**Extracted text**:
2014–2019: Breakthrough 
On 19 July 2014 The Sacramento Observer announced Kershaw and National Geographic's Doug Clevenger in the capital of California to showcase a televised portion of a new film about water. When Kershaw appeared on AT&T he stated the global water problem could be solved one town at a time. Premiering on earth day 2016 Caribbean Entertainment Magazine stated Kershaw's film, Behind the Water, reached every territory in the Caribbean, Canada, the UK and the northeast United States. He hosted the 2016 televised feature film Behind the Water. Kershaw and musician Brent Kutzle from OneRepublic collaborate on the musical score for the film. Film Score Monthly, magazine showcased the score to incorporate a blend of strings and bass.

The Jamaican diaspora states Kershaw helps the Caribbean people with life giving efforts that spark change . Kershaw can be seen in television commercials that are noted as earth friendly. Kershaw is seen in Movie Maker Magazine collaborating with Greg Mellott and Francis Ford Coppola on a new art form called live cinema. Modern Traveler Magazine showcased Kershaw filming in never before documented areas of Latin America. Travel Magazine stated Kershaw has slept in huts without electricity to luxurious accommodations and these experiences reinforced his opinion that no matter the environment everybody deserves the right to drink clean water. The Toronto Yogi Times recorded Kershaw voicing his concern for possible solutions in Los Angeles . On 7 April 2019 he was recognized as an influencer for the United States Virgin Islands film industry. The VI Consortium claimed the first film festival to be a success. Kershaw, with a group from the U.S. Virgin Islands Department of Tourism, USVI Council on the Arts, Crucian Gold, Cape Air, CBS, ABC, and the Economic Development Authority (EDA) formed the first Caribbean Film and Artistic Cinematic Festival.

Public speaking and activism 
Kershaw can be seen presenting at public university film forums. Kershaw has contributed his experiences to public universities. While performing in the theater he's known to become emotional and challenge the audience. At the University of Oklahoma Kershaw performed and challenged the student body to pursue their purpose with life changing ideas. Kershaw addressed the country of El Salvador on national news across 7 million homes bringing together congressional leaders and administration officials in hopes to furnish clean water to communities. The Caribbean's Drive Time Radio Show publicized Kershaw's clean water campaign and recorded him speaking out against the lack of sanitation in rural communities and he said, "If everybody stops going to the bathroom right now then we can save lives, but that’s never going to happen." Kershaw was called 'He No Faking Jamaican' for his activism in the Caribbean.

**Items**:

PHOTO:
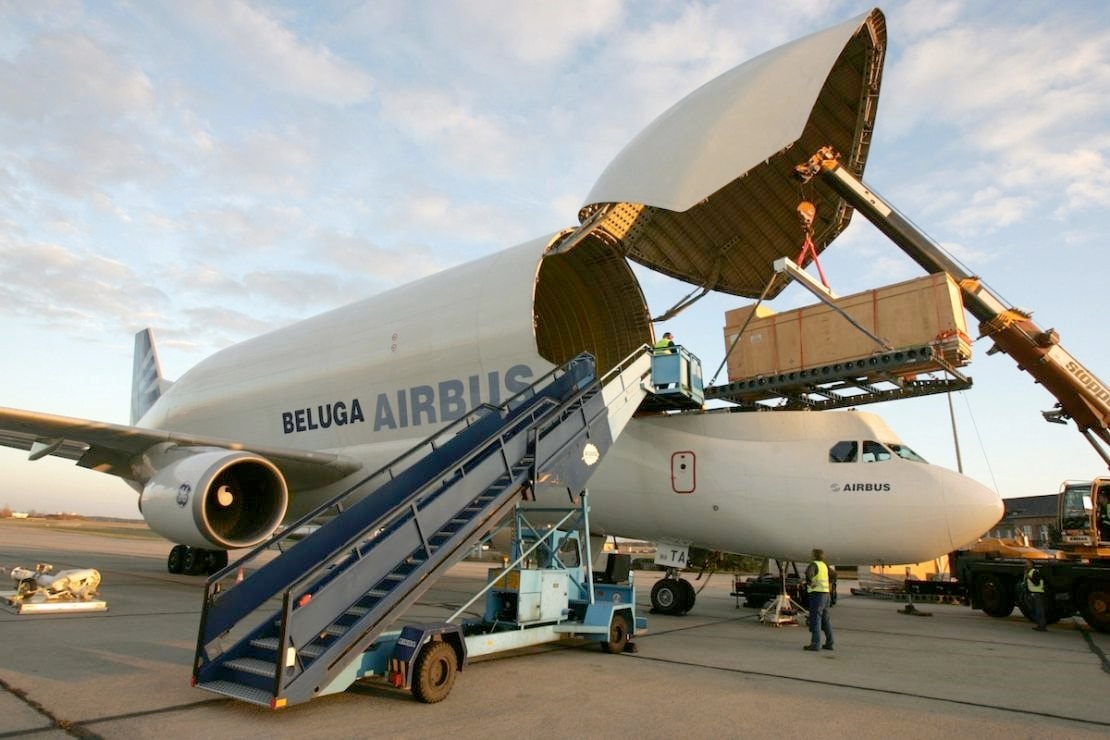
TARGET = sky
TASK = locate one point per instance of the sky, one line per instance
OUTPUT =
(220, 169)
==
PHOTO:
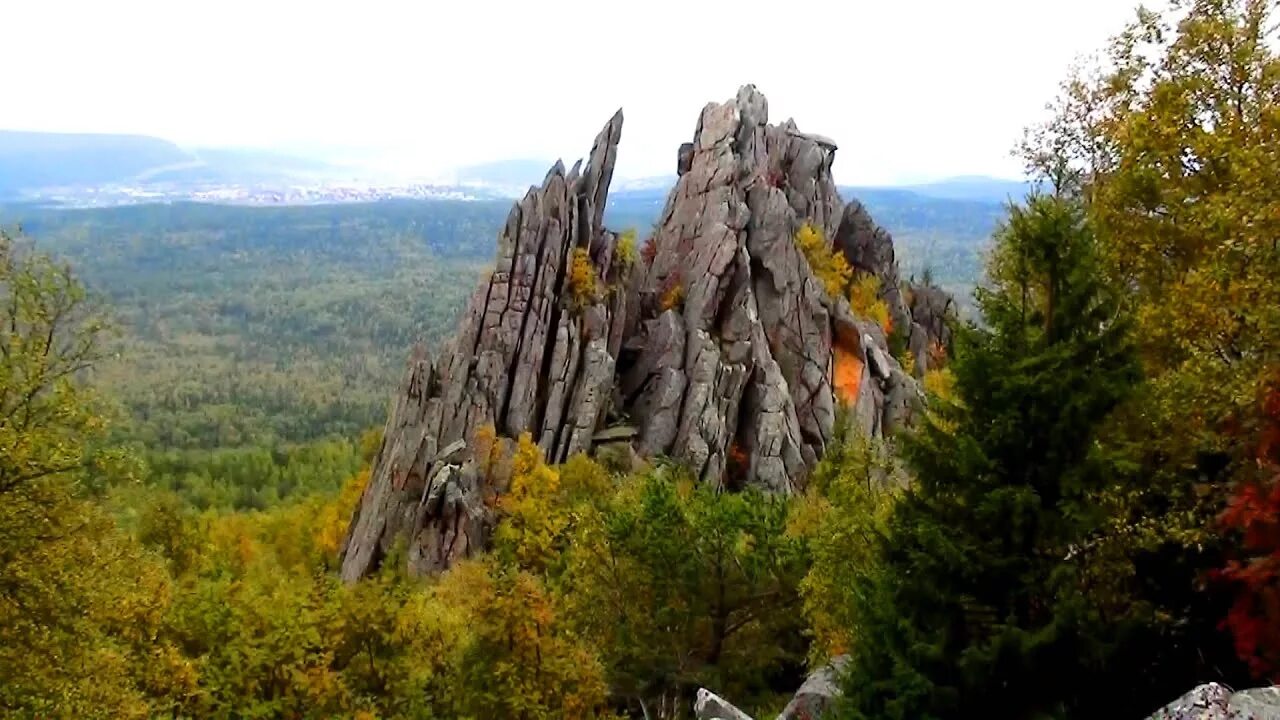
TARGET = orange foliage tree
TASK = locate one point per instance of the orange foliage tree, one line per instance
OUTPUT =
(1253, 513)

**Tasks and exercises**:
1 - Answer these from the text about Kershaw:
(a) On what date did The Sacramento Observer announce Kershaw and Doug Clevenger in the capital of California?
(b) Which musician worked with Kershaw on the musical score for Behind the Water?
(c) At which university did Kershaw challenge the student body to pursue their purpose?
2 - Report each line of the records that contains the word "TARGET".
The records that come after the text are not related to it.

**Solutions to the tasks**:
1 -
(a) 19 July 2014
(b) Brent Kutzle from OneRepublic
(c) The University of Oklahoma

2 -
TARGET = sky
TARGET = orange foliage tree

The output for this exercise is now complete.